* Exercise goal *
Extend the worked examples on measures of data spread, shown below ahead of the items, starting right after their final sentence.

* Passage to read *
-*-*-

Solved Example Based On Measures of the Spread of the Data:

Example 1: What is the range of the data $3,8,6,5,2,1,9,3,2$ ?
1) $9$
2) $10$
3) $8$
4) $5$

Solution
Range - The range is the difference between the smallest and largest observations. It is the simplest measure of Dispersion
Range $=9-1=8$

Hence,the answer is an option 3.

Example 2:The mean of $5$ observations is $5$ and their variance is $124$ . If three of the observations are $1,2$ and $6$ ; then the mean deviation from the mean of the data is :
1) $2.4$
2) $2.8$
3) $2.5$
4) $2.6$

Solution
Initially, we need to look at the following concepts:
Arithmetic Mean -
For the values $x_1, x_2, \ldots . x_n$ of the variant $x$ the arithmetic mean is given by

$
\bar{x}=\frac{x_1+x_2+x_3+\cdots+x_n}{n}
$

Mean Deviation -
If $x_1, x_2, \ldots x_n$ are $n$ observations then the mean deviation from the point $A$ is given by :

$
\frac{1}{n} \sum\left|x_i-A\right|
$

Variance -

In case of discrete data

$
\sigma^2=\left(\frac{\sum x_i^2}{n}\right)-\left(\frac{\sum x_i}{n}\right)^2
$
Now,

$
\begin{aligned}
& \frac{\sum x_i}{5}=5 \Rightarrow \sum x_i=25 \\
& \frac{\sum x_i^2}{n}-\left(\frac{\sum x_i}{n}\right)^2=124 \\
& \frac{\sum x_i^2}{5}-25=124 \\
& \sum x_i^2=149 \times 5=745
\end{aligned}
$

Let the two observations be $\mathrm{a} \& \mathrm{~b}$

$
\begin{aligned}
& a+b+1+2+6=25 \\
& a+b=16 \\
& a^2+b^2+1^2+2^2+6^2=745 \\
& a^2+b^2+1+4+36=745 \\
& a^2+b^2=704
\end{aligned}
$

$
\begin{aligned}
& \text { Mean deviation }=\frac{\sum\left|x_i-5\right|}{5}=\frac{\left|x_1-5\right|+\left|x_2-5\right|+8}{5} \\
& =\frac{8+\left|x_1-5\right|+\left|11-x_1\right|}{5}=\frac{8+6}{5}=2.8
\end{aligned}
$
Hence, the answer is the option 2.

-*-*-

* Entries *
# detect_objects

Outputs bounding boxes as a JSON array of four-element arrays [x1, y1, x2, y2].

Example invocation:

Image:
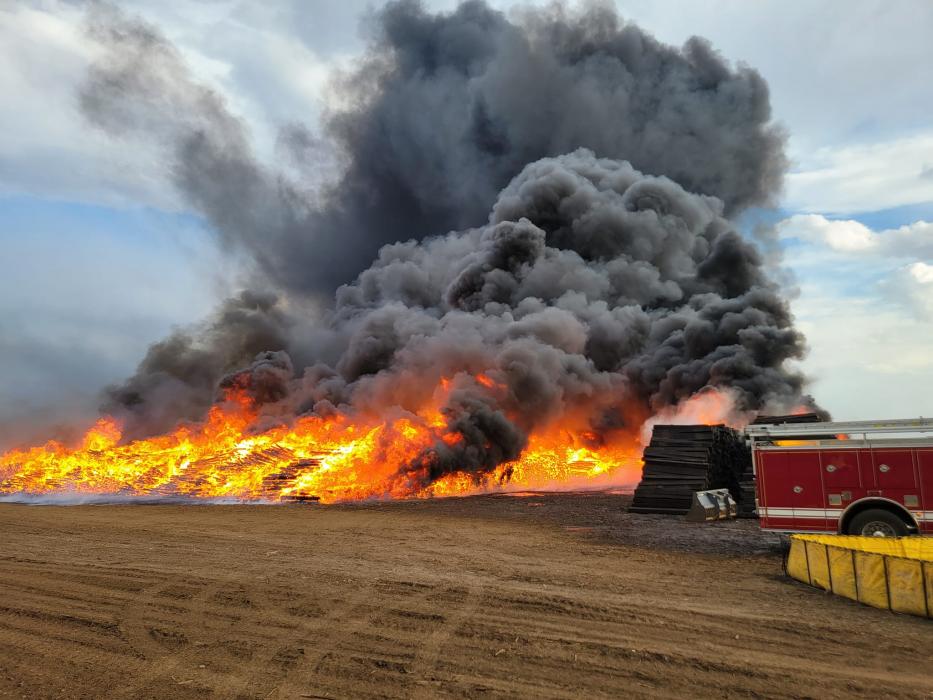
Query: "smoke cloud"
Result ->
[[73, 0, 808, 483]]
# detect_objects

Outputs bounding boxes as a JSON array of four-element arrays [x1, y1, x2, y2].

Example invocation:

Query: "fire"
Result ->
[[0, 374, 642, 502]]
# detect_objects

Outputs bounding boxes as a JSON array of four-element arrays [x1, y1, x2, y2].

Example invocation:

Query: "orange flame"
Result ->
[[0, 374, 647, 502]]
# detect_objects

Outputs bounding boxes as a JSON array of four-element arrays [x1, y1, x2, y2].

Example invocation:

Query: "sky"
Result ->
[[0, 0, 933, 446]]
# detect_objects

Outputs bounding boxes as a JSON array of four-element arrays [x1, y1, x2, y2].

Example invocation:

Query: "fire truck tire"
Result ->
[[847, 508, 909, 537]]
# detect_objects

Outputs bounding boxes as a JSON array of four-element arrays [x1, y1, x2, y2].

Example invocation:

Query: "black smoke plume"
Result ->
[[74, 0, 816, 481]]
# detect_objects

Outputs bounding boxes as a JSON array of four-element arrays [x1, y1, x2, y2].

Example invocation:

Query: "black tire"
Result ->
[[846, 508, 910, 537]]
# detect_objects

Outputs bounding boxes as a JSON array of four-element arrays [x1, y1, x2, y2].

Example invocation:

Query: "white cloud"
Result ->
[[777, 214, 933, 260], [784, 132, 933, 213], [777, 214, 933, 420]]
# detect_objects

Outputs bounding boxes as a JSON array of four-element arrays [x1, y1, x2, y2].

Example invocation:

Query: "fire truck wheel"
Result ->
[[848, 508, 908, 537]]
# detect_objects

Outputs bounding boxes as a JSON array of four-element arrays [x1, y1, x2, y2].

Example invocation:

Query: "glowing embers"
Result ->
[[0, 375, 641, 502]]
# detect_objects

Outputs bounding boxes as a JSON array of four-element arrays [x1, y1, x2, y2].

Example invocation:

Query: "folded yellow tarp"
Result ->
[[784, 535, 933, 618]]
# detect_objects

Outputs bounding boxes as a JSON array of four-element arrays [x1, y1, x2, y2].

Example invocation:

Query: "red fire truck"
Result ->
[[746, 418, 933, 537]]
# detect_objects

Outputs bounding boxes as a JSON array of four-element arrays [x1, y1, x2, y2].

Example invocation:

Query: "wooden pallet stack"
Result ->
[[629, 425, 754, 515]]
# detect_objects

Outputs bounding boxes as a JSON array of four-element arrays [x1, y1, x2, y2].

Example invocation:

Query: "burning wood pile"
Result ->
[[629, 425, 755, 516]]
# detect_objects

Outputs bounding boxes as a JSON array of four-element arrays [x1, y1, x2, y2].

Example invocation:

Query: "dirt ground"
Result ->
[[0, 494, 933, 698]]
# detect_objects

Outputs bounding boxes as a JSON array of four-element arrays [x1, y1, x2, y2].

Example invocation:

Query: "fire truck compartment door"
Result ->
[[820, 450, 861, 486], [787, 450, 826, 530], [871, 450, 918, 489]]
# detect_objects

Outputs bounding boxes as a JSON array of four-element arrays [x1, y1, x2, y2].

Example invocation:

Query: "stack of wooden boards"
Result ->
[[629, 425, 755, 515], [629, 413, 823, 518]]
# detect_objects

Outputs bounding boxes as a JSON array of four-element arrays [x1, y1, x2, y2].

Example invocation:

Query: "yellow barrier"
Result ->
[[784, 535, 933, 618]]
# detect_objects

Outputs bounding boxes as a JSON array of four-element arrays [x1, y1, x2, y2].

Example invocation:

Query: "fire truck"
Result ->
[[746, 418, 933, 537]]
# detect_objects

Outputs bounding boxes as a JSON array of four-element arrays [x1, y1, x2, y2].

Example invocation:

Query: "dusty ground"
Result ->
[[0, 495, 933, 698]]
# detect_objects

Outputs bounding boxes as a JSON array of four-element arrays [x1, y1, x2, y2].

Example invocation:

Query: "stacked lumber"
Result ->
[[629, 425, 755, 515]]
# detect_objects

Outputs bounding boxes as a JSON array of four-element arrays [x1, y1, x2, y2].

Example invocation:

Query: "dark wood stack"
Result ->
[[629, 425, 754, 515], [733, 413, 824, 518]]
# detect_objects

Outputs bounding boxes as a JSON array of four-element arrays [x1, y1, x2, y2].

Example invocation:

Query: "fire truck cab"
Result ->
[[746, 418, 933, 537]]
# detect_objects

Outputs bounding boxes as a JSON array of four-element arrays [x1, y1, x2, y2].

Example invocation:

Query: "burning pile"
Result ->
[[629, 425, 755, 515], [0, 2, 805, 501]]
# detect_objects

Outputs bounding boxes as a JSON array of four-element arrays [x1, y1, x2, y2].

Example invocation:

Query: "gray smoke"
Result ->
[[81, 1, 808, 484], [80, 0, 786, 295]]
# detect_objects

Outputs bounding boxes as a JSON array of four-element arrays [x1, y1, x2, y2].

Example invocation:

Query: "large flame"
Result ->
[[0, 375, 744, 502]]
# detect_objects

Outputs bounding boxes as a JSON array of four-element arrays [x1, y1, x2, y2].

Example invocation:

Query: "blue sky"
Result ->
[[0, 0, 933, 445]]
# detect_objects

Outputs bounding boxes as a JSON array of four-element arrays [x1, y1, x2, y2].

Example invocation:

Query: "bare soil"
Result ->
[[0, 494, 933, 698]]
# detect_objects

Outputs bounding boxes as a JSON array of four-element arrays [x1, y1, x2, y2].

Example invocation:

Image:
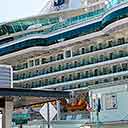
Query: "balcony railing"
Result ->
[[14, 39, 128, 71]]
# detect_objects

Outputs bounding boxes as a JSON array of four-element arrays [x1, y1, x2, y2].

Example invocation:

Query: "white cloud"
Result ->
[[0, 0, 47, 22]]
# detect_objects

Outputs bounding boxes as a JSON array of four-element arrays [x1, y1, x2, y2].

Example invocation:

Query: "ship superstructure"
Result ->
[[0, 0, 128, 126]]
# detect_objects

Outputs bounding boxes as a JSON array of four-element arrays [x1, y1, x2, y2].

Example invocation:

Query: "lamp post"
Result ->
[[92, 94, 101, 128], [96, 94, 101, 128]]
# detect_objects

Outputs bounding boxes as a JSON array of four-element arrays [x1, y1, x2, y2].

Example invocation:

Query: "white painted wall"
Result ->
[[90, 85, 128, 122]]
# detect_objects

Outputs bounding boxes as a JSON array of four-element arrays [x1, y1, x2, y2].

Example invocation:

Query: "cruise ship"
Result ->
[[0, 0, 128, 128]]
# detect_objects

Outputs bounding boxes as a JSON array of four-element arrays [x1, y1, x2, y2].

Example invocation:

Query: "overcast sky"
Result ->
[[0, 0, 47, 22]]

-*-*-

* Exercise response *
Example 3: If the mean deviation of the numbers $1,1+d, \ldots, 1+100 d$ from their mean is $255$ , then a value of $d$ is :
1) $10.1$
2) $20.2$
3) $10$
4) $5.05$

Solution
Mean Deviation -If $x_1, x_2, \ldots x_n$ are $n$ observations then the mean deviation from point $A$ is given by :

$
\frac{1}{n} \sum\left|x_i-A\right|
$

$
\text { Mean }=\frac{1+1+d+1+2 d+---\cdots----1+100 d}{101}=1+50 d
$

Mean deviation
$
\begin{aligned}
& \Rightarrow \frac{1}{101} \sum_{r=0}^{100}|(I+r d)-(I+50 d)| \\
& \Rightarrow \frac{1}{101} \times 2 d \times \frac{50 \times 51}{2}=255 \\
& d=10.1
\end{aligned}
$
Hence, the answer is the option 1.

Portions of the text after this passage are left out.